**WORK TO BE COMPLETED**
Write every line of the material out exactly as shown.

--- START DATA IN THIS EXERCISE ---

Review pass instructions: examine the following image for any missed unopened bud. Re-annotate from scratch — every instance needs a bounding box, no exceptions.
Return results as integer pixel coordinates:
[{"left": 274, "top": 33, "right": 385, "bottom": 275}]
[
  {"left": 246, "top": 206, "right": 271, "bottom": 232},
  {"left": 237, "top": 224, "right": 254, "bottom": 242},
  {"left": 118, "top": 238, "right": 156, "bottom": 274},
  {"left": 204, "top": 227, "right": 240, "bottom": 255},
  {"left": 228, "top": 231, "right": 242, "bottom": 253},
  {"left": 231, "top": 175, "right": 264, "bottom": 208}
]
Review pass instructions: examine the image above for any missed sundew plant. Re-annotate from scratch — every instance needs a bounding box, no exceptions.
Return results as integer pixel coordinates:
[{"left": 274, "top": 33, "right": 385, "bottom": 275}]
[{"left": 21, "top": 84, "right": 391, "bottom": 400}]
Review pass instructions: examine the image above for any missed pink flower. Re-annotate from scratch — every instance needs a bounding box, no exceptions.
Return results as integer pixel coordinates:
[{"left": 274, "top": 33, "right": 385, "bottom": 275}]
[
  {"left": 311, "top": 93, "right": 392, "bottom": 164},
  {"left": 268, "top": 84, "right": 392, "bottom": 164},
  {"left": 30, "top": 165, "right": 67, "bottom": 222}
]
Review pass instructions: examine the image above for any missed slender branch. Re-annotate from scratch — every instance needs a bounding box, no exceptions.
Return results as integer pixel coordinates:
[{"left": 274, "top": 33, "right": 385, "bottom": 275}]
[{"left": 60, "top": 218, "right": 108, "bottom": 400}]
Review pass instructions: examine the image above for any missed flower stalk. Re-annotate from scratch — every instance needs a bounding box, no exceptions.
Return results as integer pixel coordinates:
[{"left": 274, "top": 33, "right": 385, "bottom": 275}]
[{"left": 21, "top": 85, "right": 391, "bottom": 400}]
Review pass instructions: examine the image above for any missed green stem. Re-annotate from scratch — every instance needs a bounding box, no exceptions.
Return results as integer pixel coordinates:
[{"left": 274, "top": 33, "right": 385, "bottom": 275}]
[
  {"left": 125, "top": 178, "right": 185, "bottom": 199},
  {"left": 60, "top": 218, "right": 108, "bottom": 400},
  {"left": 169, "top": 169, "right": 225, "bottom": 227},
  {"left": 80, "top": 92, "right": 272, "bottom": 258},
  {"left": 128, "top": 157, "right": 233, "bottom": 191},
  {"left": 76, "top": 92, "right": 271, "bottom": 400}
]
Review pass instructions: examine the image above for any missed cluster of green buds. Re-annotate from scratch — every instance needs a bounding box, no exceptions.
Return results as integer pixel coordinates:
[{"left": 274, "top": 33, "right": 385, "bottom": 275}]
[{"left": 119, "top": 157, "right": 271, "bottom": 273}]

--- END DATA IN THIS EXERCISE ---

**TASK SOLUTION**
Review pass instructions: examine the following image for any missed unopened bud. Re-annotate from scratch — every instance needs a bounding box, no exceptions.
Return results as integer pixel coordinates:
[{"left": 274, "top": 33, "right": 385, "bottom": 275}]
[
  {"left": 246, "top": 206, "right": 271, "bottom": 232},
  {"left": 237, "top": 224, "right": 254, "bottom": 242},
  {"left": 118, "top": 238, "right": 156, "bottom": 274},
  {"left": 204, "top": 227, "right": 240, "bottom": 255},
  {"left": 228, "top": 231, "right": 242, "bottom": 253},
  {"left": 231, "top": 175, "right": 264, "bottom": 208}
]
Review pass instructions: examine the image above for any missed sundew plant. Re-annotate from scratch — every instance needs a bounding box, no exceptions.
Return results as integer pixel coordinates:
[{"left": 274, "top": 33, "right": 385, "bottom": 275}]
[{"left": 21, "top": 84, "right": 391, "bottom": 400}]
Review pass instructions: examine the image above for any missed pink flower. Re-annotate from scratch — every instance needs a bounding box, no exceptions.
Return results as integer pixel coordinates:
[{"left": 274, "top": 33, "right": 385, "bottom": 275}]
[
  {"left": 311, "top": 93, "right": 392, "bottom": 164},
  {"left": 268, "top": 84, "right": 392, "bottom": 164},
  {"left": 30, "top": 165, "right": 67, "bottom": 222}
]
Review pass instructions: examine the image above for any missed slender branch. Re-annotate from scratch — every instance needs a bounding box, no exceptions.
Return results as integer pixel coordinates:
[{"left": 274, "top": 33, "right": 385, "bottom": 275}]
[{"left": 60, "top": 218, "right": 108, "bottom": 400}]
Review pass instructions: examine the image above for any missed flower stalk. Re-annotate from scratch — every instance needs a bounding box, no exceptions.
Return results as integer pixel coordinates:
[{"left": 274, "top": 33, "right": 385, "bottom": 275}]
[{"left": 21, "top": 85, "right": 391, "bottom": 400}]
Review pass instructions: examine the image above for any missed green stem. Re-annotate from scratch — every instance needs a bounding box, no exceptions.
Return results as integer pixel coordinates:
[{"left": 274, "top": 33, "right": 385, "bottom": 275}]
[
  {"left": 125, "top": 178, "right": 185, "bottom": 199},
  {"left": 60, "top": 218, "right": 108, "bottom": 400},
  {"left": 169, "top": 169, "right": 225, "bottom": 227},
  {"left": 80, "top": 92, "right": 272, "bottom": 258},
  {"left": 128, "top": 157, "right": 233, "bottom": 191},
  {"left": 76, "top": 92, "right": 271, "bottom": 400}
]
Review pass instructions: examine the image above for any missed cluster of green buds. Re-annotate from scratch — every instance needs a bounding box, no exceptions.
Return results as integer pixel coordinates:
[{"left": 274, "top": 33, "right": 385, "bottom": 275}]
[{"left": 119, "top": 157, "right": 271, "bottom": 273}]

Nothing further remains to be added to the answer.